## USING THE INFORMATION
(1) Condense the paragraph of the book blog excerpt beginning "Prado-Núñez gives us a capsule of society" into a short bulleted list that keeps its main facts.
(2) Pick up the book blog excerpt after its final sentence and continue it in the same style.

## EXCERPT
__________________________________________________

Prado-Núñez gives us a capsule of society in the Santiago clan: a supposedly conventional nuclear family made of hardworking parents; an eccentric grandfather; precocious yet dutiful offspring. So much of The Art of White Roses‘ storytelling strength lies in a series of subversions: the author’s treatment of family loyalty and complexity might be its crowning, subversive gem. In carefully-drawn, sensitive examinations of familial devotion, treachery and trauma, Prado-Núñez assembles for her reader a palette of human cynicism and optimism at its finest, and its most intense. 

At the centre of this domestic diorama stands Adela, a protagonist who summons empathy and affinity, a weather vane of conscience in troubled times, an archivist whose love for her Cuba provides some of the book’s most memorable lines: 

“It came to me so vividly, the Havana of my mind. I could taste the salt of the popcorn burning my tongue, could smell the heavy sweat-scent of the ocean. That Havana was mine, and it would always be mine, except it wasn’t.” 

What a narrative triumph Prado-Núñez presents for us, this fragmented, faithful ode to a place caught in the crossfires of toxic rule and feverish change, a suburb of Havana where a girl dreams in a blue house, feeling the world shift beneath her feet, feeling herself change, in unavoidably bittersweet response. 

Leaving by Plane Swimming back Underwater by Lawrence Scott

by Shivanee Ramlochan, Paper Based Blogger

Welcome to the 2015 Paper Based Advent Book Blog! Day Eight of our handpicked selections is a gem — a compact companion of short fiction that’s immense in the crafting of its interior worlds, full of light, memory and music, orchestrated by a master hand: Lawrence Scott’s Leaving by Plane Swimming Back Underwater.

__________________________________________________

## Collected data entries
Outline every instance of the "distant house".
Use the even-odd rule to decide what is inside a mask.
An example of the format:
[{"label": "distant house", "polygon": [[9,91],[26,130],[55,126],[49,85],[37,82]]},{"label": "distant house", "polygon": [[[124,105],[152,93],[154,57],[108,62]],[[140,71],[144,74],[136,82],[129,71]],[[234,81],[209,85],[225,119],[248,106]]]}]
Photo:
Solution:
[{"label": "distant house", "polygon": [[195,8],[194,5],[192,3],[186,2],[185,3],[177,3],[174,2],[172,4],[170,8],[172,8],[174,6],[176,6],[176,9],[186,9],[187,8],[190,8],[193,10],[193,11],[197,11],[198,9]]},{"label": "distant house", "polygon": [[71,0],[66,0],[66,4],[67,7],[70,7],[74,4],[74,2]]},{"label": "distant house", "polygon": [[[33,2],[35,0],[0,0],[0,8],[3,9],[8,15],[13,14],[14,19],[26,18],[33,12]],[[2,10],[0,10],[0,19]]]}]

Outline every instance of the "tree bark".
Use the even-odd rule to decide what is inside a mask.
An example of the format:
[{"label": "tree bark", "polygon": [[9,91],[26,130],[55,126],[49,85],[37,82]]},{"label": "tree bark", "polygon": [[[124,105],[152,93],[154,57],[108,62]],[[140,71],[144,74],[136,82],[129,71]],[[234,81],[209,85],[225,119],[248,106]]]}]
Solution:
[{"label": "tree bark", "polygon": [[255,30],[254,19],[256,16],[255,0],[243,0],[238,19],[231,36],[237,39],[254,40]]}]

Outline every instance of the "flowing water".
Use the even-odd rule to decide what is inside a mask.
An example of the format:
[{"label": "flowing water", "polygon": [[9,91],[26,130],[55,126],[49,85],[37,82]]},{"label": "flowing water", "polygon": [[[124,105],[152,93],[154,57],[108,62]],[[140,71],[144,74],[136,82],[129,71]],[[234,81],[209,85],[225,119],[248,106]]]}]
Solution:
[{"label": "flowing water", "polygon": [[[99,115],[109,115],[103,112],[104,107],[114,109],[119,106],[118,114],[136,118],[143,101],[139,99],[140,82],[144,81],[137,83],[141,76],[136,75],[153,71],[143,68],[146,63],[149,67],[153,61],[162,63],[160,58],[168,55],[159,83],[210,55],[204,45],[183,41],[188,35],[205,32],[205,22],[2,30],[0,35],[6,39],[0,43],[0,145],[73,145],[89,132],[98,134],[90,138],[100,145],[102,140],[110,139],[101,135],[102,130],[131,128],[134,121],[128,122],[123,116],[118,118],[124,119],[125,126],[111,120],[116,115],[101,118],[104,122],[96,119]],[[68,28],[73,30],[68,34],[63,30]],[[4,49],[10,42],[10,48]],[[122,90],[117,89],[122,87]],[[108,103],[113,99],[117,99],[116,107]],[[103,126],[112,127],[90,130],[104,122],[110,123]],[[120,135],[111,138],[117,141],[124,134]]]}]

__________________________________________________

## EXERCISE ANSWERS
(1)
- The Santiago clan serves as a capsule of society: a seemingly conventional nuclear family with hardworking parents, an eccentric grandfather, and precocious but dutiful children.
- Much of the storytelling strength of The Art of White Roses comes from a series of subversions.
- The author's handling of family loyalty and complexity may be the book's crowning subversive gem.
- Through careful, sensitive studies of familial devotion, treachery, and trauma, Prado-Núñez presents human cynicism and optimism at their finest and most intense.

(2)
Such is Lawrence Scott’s craftsmanship in his newest collection that you might mistake it for sleight of hand – but make no mistake, the symmetry and ineffable majesty in these short stories is real, and so immediate as to be tangible. Whether tackling the shadowy past of Trinidad’s colonial spectres, or lambasting church and state alike in side-slapping picong, doused and flavoured liberally with satirical flourishes, Leaving by Plane Swimming back Underwater is a treasury of experience, musing on faith and its absence with equalizing strokes of conviction. Whether you’re agnostic or avowedly spiritual, you’ll want to hearken to the confessional and shrine of the vistas Scott so lovingly fashions.

These stories pay attention to Trinidad’s natural splendour, and to the wider beauty of the Caribbean archipelagic chain. Even when human monstrosity threatens the security of personal and national cares, nature persists. The many men, women and children in Scott’s resplendent yet rooted prose cling to nature for succour, asking of the landscape, the rolling hills and vast seas greater questions than there are ready answers. In the concluding lines of “A Dog is Buried”, the protagonist hurls a desperate plea to the ocean depths, and receives a chilling, ancient response:

” ‘What? What did she promise them?’ I shouted above the breakers on the black rocks. The answer was the repeated boom of the sea with its long memory of raping, killing and burying, the blood from the gutted fish staining the rocks.”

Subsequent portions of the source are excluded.